TASK TO COMPLETE:
Using the data below, gather each line that includes the word "camouflage".

Data excerpts:
Content starts
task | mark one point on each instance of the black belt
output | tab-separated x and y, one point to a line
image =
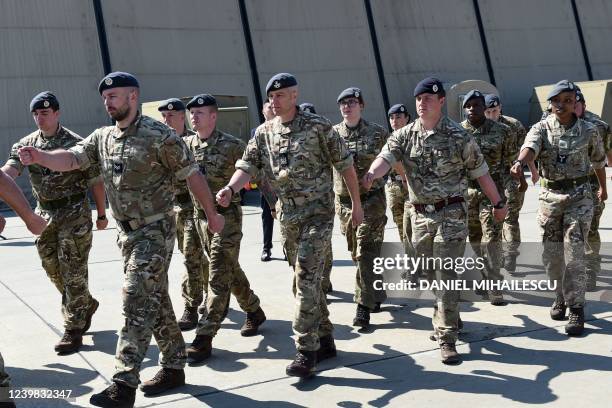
438	205
62	202
184	198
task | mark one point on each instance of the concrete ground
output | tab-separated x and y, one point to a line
512	355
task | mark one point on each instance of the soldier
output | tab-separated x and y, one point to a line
62	200
195	279
364	141
140	159
396	188
10	193
438	156
515	194
497	144
216	152
295	151
592	257
566	147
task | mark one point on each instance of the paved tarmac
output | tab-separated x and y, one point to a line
512	355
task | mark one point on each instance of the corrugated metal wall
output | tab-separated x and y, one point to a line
182	47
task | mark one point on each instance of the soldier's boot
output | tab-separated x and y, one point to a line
71	342
303	365
165	379
92	309
115	396
327	349
449	353
252	323
189	320
200	349
575	326
362	317
558	308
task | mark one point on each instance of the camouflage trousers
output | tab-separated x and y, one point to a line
365	243
485	233
147	307
396	197
592	257
512	229
63	248
225	274
564	221
436	235
195	279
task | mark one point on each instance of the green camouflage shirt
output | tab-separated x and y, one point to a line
364	142
139	165
48	185
297	159
565	153
438	162
216	157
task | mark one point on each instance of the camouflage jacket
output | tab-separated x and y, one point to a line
139	166
364	142
438	162
497	144
565	153
216	157
48	185
297	159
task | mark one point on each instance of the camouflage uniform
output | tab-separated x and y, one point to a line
139	166
512	229
216	157
497	144
364	142
195	279
566	204
297	159
64	245
438	163
592	257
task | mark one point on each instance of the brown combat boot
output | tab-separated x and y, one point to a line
70	342
449	353
327	348
303	365
165	379
189	320
92	309
575	326
115	396
200	349
558	308
252	323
Content ends
EXERCISE RESPONSE:
task | mark one point on each instance of the camouflage trousers
task | mark one point on each instance of the green camouflage shirt
task | mark one point on each instance of the camouflage jacket
task | mark one point on each instance of the camouflage uniform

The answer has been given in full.